Pick up the forum post about warp reduction inside an "if" guard where it stops, and continue it.

***** TEXT SECTION *****

Warp Reduction in Kernel with "if" guard

mikemx7f · December 28, 2020, 8:22pm

I have a very computationally heavy kernel that consumes many inputs, writes many outputs, and does grid reductions within the kernel to avoid writing even more outputs. The simple way to handle the reductions is to have every thread atomicAdd to the same output. But I’d like to try to do a warp reduction before the atomicAdd: is this possible without undefined behavior? Here’s a simplified version of my code.

__device__ void computeExtremelyInvolvedFunctionThenReduce(BigDataStructure input) {
        float val = extremelyInvolvedFunction(input);
        unsigned mask = __activemask();
        for (int offset = 16 ; offset > 0; offset /= 2) {
            val  += __shfl_down_sync(mask, val, offset); // If 0 < len % 32 < 16, then this is undefined on lane 0 on first iteration?
        }
        if (threadIdx.x % 32 == 0) {
           atomicAdd(input.reductionTarget, val);
        }
}

__global__ void big_kernel(BigDataStructure input, size_t len) {
    if (threadIdx.x < len) {
        ... // Expensive stuff
        computeExtremelyInvolvedFunctionThenReduce(input);
        ... // Expensive stuff
    }
}

I believe the conclusion of the thread here: confuse about warp-level mask is that in a kernel with computation guarded by a length check where the length is not a multiple of warp-size, it is not well defined behavior to try and do a warp reduction in the guard, and the only ways around this are to restructure your code to initialize the variables outside the guard and do the reductions after the guard (not feasible if trying to write computeExtremelyInvolvedFunctionThenReduce as a standalone function that can be called from multiple kernels), or pad your data arrays with dummy data and make the length a multiple of 32 (feasible but forces significant external code changes).

***** MATERIAL *****

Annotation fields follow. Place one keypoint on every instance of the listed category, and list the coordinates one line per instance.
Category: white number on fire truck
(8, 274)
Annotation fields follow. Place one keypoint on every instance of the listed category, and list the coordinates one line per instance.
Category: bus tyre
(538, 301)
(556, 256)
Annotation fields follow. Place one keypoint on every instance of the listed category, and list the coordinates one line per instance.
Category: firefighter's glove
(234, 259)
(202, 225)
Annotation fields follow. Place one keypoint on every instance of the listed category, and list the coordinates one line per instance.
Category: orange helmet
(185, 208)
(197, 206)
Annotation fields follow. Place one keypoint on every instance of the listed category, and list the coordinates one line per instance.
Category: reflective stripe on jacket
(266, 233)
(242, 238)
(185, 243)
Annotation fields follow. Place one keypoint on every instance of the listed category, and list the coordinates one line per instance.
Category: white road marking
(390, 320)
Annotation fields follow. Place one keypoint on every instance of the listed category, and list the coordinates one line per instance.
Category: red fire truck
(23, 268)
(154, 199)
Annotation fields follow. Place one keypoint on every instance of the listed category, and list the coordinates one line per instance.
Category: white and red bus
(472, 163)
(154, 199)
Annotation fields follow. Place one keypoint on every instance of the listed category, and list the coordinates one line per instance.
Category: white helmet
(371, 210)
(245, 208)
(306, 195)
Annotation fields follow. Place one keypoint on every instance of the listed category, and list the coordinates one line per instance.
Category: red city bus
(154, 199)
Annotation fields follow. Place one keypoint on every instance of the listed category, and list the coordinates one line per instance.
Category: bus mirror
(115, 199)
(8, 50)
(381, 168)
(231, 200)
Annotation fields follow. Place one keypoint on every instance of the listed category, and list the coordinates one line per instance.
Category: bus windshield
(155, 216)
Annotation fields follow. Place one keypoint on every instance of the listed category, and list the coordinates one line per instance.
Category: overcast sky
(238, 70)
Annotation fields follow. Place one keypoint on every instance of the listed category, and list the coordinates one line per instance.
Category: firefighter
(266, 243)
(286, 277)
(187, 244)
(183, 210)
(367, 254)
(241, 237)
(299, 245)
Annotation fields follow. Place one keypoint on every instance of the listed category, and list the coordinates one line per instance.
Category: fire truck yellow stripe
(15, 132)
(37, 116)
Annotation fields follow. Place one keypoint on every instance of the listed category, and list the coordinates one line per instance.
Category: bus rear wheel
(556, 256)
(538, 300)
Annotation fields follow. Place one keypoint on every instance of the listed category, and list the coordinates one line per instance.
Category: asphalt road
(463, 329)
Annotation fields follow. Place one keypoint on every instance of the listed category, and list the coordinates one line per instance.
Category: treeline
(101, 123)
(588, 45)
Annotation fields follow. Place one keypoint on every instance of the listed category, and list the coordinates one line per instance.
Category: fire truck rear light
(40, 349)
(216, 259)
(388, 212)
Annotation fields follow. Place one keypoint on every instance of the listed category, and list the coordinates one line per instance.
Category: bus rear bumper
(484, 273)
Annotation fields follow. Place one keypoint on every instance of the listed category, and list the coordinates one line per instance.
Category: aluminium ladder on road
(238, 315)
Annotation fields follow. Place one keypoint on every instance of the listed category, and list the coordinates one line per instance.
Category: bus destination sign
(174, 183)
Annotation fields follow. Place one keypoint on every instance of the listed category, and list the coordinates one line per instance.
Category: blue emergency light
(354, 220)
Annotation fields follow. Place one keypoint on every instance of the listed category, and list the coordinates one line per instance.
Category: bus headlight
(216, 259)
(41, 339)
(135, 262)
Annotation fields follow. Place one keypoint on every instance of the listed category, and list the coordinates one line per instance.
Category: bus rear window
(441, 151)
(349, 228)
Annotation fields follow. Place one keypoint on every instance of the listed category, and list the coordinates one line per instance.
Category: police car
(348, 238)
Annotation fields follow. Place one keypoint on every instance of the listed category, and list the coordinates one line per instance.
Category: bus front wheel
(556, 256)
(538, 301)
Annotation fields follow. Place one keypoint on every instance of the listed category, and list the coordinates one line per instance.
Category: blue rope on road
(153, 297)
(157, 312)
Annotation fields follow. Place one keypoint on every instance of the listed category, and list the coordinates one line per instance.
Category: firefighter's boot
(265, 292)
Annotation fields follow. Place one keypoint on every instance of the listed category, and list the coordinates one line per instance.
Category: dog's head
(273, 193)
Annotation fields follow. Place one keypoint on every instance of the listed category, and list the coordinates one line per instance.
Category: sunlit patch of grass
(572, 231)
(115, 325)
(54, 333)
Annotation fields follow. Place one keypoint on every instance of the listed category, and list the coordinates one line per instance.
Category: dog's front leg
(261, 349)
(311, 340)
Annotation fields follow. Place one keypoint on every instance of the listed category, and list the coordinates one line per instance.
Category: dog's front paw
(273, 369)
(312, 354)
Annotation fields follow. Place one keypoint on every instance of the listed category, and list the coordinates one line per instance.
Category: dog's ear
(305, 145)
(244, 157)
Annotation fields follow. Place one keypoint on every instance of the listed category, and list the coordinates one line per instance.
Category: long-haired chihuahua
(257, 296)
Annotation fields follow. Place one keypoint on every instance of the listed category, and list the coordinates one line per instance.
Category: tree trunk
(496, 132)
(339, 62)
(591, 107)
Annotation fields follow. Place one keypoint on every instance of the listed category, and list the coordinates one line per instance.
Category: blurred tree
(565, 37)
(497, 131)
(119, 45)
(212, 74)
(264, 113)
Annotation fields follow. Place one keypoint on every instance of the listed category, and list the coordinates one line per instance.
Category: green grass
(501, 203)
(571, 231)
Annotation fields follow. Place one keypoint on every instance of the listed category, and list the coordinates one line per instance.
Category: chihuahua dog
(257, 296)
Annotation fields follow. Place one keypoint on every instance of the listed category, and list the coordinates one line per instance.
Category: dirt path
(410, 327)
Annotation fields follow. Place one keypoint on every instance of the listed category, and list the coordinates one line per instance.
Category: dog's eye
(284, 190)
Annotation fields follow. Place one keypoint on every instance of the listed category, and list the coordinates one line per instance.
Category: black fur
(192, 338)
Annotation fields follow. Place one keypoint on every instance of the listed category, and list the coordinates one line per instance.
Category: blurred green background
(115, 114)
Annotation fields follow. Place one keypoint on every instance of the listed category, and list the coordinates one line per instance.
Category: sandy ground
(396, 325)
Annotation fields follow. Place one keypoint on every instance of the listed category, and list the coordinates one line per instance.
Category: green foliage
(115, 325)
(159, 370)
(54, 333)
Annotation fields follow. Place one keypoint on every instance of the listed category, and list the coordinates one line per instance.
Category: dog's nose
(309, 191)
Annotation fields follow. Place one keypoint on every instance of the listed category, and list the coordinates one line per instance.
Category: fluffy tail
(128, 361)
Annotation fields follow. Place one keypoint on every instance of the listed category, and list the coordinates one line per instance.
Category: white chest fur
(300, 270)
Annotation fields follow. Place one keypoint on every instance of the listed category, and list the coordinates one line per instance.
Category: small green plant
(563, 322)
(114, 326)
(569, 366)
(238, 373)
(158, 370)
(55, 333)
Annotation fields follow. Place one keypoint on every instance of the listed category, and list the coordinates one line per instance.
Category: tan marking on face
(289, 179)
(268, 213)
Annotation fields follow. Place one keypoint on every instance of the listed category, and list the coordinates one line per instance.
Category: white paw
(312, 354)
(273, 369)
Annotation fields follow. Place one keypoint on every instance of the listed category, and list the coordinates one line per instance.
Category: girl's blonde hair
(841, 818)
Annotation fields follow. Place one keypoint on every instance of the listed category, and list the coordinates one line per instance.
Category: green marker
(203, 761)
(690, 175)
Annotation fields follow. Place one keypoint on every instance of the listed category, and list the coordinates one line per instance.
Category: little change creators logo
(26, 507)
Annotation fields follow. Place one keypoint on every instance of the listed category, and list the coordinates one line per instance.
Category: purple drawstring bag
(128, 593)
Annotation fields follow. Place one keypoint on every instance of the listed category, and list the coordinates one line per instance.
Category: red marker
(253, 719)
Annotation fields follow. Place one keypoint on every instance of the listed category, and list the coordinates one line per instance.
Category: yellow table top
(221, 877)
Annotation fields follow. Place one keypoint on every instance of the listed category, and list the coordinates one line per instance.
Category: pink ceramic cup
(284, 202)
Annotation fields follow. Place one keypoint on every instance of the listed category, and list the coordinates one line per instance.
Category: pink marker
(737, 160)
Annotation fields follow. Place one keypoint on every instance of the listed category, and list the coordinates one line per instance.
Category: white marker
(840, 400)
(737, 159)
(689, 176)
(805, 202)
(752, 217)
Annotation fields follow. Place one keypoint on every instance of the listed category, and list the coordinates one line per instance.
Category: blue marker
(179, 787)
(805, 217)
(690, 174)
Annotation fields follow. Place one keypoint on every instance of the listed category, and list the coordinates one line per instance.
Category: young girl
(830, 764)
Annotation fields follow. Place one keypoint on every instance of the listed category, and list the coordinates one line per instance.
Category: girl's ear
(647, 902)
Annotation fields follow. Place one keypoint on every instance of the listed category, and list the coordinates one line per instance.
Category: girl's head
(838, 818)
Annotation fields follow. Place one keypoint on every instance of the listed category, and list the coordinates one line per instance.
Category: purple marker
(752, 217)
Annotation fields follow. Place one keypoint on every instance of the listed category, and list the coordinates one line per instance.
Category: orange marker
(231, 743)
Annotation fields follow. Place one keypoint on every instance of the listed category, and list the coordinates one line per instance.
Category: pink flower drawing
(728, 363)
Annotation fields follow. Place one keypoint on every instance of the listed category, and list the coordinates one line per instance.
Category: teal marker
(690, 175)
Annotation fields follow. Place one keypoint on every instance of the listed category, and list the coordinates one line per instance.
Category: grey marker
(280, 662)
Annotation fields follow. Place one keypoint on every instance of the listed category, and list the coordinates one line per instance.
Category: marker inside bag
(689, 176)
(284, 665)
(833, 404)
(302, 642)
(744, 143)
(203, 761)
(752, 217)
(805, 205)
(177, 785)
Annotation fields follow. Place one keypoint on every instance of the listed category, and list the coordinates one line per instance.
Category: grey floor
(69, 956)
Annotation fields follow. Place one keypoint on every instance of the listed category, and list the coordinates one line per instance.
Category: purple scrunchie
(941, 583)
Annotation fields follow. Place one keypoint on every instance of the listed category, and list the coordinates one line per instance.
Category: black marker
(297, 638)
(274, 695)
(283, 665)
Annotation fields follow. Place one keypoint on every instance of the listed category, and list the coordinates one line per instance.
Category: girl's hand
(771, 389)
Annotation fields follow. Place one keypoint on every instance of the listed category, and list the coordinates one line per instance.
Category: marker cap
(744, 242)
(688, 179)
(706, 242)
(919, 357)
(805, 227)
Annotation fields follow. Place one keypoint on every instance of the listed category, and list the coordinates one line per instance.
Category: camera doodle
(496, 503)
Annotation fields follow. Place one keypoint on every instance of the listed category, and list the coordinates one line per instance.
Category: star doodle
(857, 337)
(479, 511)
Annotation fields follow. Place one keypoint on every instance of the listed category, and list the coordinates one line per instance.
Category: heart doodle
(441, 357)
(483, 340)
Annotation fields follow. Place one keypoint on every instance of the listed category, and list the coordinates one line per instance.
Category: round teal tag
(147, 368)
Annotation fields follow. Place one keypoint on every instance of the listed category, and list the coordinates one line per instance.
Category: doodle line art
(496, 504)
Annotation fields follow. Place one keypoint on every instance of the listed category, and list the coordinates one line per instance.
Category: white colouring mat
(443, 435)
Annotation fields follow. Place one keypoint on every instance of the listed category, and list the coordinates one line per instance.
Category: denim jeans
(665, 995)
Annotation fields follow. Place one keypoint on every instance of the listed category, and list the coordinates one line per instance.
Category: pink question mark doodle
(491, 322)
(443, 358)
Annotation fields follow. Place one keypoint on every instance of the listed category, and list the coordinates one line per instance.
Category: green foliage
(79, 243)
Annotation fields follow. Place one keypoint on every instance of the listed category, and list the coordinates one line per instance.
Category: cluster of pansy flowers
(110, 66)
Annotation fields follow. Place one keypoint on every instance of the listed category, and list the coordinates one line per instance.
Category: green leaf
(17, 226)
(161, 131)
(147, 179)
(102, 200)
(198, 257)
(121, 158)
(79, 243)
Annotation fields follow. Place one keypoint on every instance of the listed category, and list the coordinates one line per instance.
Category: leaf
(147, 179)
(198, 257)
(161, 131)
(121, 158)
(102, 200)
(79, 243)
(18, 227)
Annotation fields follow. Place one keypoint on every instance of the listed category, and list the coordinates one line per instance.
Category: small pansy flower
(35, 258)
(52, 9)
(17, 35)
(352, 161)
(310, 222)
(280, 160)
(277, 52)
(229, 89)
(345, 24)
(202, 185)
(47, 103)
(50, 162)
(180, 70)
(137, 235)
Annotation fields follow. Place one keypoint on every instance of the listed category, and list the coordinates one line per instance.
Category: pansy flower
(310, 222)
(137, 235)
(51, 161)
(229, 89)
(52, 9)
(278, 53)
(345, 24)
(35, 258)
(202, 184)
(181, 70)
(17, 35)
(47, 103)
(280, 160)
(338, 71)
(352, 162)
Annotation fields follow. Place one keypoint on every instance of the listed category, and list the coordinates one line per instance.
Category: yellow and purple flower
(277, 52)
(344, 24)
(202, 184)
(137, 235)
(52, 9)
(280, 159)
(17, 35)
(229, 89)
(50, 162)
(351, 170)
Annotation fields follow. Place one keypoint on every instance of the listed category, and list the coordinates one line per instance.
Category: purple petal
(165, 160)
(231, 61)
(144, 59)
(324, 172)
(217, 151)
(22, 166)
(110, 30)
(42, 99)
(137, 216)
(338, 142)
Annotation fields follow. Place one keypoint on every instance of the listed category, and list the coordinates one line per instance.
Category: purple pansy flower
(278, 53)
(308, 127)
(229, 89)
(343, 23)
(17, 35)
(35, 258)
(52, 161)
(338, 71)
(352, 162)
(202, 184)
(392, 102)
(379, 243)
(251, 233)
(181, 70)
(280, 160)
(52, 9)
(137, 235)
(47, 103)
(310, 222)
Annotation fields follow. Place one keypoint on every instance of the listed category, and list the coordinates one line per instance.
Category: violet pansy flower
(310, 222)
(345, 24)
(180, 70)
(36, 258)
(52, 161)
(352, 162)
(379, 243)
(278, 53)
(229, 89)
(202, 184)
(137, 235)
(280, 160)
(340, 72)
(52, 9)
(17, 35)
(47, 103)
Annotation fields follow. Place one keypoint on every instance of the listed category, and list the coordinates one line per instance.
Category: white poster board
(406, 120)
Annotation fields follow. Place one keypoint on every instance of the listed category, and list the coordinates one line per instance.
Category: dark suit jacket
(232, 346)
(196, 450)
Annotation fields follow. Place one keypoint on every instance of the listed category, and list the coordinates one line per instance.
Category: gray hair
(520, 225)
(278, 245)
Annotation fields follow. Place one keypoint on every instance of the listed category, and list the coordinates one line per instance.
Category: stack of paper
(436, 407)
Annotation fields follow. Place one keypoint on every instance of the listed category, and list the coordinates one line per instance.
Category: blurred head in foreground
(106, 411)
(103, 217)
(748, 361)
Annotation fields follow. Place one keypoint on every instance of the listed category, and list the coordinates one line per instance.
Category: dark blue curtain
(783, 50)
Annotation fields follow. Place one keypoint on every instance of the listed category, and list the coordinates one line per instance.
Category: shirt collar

*****

RESPONSE BELOW:
Is this conclusion correct, or is there a way to do a warp-reduction inside an if-guard that may mask off the highest threads in the warp without invoking undefined behavior?

Robert_Crovella · December 28, 2020, 8:49pm

you should be able to condition the shfl_down_sync op using both conditional code and a mask which matches the intended active lanes, to handle the cases in the “guard zone”.

mikemx7f · December 28, 2020, 9:15pm

Do you mean something like:

__device__ void computeExtremelyInvolvedFunctionThenReduce(BigDataStructure input) {
        float val = extremelyInvolvedFunction(input);
        unsigned mask = __activemask();
        for (unsigned offset = 16 ; offset > 0; offset >> 1) {
            val  += (((1 << (offset + threadIdx.x % 32)) | mask) > 0) ? __shfl_down_sync(mask, val, offset) : 0; 
        }
        if (threadIdx.x % 32 == 0) {
           atomicAdd(input.reductionTarget, val);
        }
}

Or instead of activemask() must we architect the code to pass a precomputed mask down into computeExtremelyInvolvedFunctionThenReduce?

Robert_Crovella · December 28, 2020, 9:48pm

Something like that may work.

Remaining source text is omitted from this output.